Business & Finance Social Media

The Don"ts of Twitter

You have signed up for Twitter and are starting to work with the interface, gaining more followers.
This will help you to get more out of Twitter.
However, there are some unwritten rules about Twitter that you should follow, both to be a good member of Twitter and also to get the most benefit out of Twitter for your reputation and the reputation of your business.
One of the main rules of Twitter is to not mass follow and unfollow people continuously.
What I mean by this is that you should not repeatedly follow and unfollow numerous people.
You do not want to falsely inflate and deflate the number of followers you have in your Twitter account.
If you do this, Twitter will likely take notice, and certainly, the followers you have will take notice of these fluctuating numbers and realize that something is up, something that is likely fishy and unnatural.
It is natural to have a gradual increase and decline in your followers numbers.

# # # #

__WRITTEN INSTRUCTION A__
Please edit the entries starting at the line that contains "Task: For every instance of the clock" and ending at the end of the entries, changing "microphone stand" to "speaker stand" and leaving everything else unchanged.

[Rows from a pointing dataset]
# # # #

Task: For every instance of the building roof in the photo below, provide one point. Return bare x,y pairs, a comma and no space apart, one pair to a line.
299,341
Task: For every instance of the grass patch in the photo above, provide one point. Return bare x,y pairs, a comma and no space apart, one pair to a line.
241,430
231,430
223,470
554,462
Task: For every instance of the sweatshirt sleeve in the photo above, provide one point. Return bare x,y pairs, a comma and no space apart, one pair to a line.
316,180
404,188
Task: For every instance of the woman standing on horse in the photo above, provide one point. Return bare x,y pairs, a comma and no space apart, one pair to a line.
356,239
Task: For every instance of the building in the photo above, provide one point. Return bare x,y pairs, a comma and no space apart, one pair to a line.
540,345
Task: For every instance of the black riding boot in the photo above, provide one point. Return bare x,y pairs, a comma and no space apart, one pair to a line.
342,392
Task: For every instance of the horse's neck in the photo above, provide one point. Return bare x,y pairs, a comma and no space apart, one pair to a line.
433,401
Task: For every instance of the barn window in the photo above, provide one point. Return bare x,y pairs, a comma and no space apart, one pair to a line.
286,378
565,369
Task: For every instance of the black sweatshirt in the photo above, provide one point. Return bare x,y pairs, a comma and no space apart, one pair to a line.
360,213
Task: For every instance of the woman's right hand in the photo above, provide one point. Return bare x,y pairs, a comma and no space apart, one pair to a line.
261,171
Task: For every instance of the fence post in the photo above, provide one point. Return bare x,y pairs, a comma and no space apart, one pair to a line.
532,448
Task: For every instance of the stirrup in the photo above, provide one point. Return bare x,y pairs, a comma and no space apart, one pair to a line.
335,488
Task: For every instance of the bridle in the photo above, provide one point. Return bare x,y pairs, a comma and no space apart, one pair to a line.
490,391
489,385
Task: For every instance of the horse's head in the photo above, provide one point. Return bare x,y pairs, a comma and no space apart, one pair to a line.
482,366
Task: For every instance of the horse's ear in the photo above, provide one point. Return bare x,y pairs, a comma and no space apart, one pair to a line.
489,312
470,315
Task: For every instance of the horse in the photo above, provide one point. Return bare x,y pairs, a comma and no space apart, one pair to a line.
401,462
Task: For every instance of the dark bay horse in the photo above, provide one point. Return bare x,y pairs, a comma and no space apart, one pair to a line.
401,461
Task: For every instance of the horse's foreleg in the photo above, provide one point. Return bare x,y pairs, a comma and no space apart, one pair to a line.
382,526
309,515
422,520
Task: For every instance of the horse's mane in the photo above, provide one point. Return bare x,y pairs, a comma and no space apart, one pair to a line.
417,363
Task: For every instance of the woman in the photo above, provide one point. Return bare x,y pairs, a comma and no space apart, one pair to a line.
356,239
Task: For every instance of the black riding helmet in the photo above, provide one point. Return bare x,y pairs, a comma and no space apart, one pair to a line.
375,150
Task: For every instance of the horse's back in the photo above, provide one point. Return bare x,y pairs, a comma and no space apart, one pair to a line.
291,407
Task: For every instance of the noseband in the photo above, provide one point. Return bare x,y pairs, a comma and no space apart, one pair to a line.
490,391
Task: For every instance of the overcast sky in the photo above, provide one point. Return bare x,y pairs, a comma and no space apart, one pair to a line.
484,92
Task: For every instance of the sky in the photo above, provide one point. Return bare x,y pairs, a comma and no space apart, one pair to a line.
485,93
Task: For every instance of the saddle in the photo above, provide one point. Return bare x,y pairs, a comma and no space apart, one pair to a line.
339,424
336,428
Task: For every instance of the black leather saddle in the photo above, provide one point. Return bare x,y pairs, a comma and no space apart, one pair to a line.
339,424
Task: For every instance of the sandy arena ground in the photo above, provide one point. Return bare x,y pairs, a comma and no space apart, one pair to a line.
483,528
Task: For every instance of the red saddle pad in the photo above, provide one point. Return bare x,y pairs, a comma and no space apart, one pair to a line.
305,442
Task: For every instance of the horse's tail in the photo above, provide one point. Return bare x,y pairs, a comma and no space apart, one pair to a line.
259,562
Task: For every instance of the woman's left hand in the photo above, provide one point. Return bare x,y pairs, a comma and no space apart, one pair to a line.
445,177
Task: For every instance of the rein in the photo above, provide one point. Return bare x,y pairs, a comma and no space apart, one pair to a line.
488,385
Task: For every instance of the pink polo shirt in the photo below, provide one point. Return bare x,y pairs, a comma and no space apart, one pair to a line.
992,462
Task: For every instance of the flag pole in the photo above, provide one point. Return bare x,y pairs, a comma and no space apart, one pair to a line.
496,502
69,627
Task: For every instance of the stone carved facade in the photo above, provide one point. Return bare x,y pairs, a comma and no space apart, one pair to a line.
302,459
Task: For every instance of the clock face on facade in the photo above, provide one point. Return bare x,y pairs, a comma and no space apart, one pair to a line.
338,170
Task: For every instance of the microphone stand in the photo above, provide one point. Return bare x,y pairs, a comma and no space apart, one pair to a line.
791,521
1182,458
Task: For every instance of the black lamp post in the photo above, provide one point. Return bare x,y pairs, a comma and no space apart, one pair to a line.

# # # #

__WRITTEN INSTRUCTION B__
Answer these about the Twitter article:
(i) What does it name as one of the main rules of Twitter?
(ii) What kind of change in follower numbers does it call natural?
(iii) Besides Twitter, who will notice fluctuating follower numbers?

__WORKED SOLUTION A__
Task: For every instance of the clock face on facade in the photo above, provide one point. Return bare x,y pairs, a comma and no space apart, one pair to a line.
338,170
Task: For every instance of the speaker stand in the photo above, provide one point. Return bare x,y pairs, a comma and no space apart, one pair to a line.
791,521
1182,458
Task: For every instance of the black lamp post in the photo above, provide one point. Return bare x,y pairs, a comma and no space apart, one pair to a line.

__WORKED SOLUTION B__
(i) Not to mass follow and unfollow people continuously.
(ii) A gradual increase and decline.
(iii) The followers you have.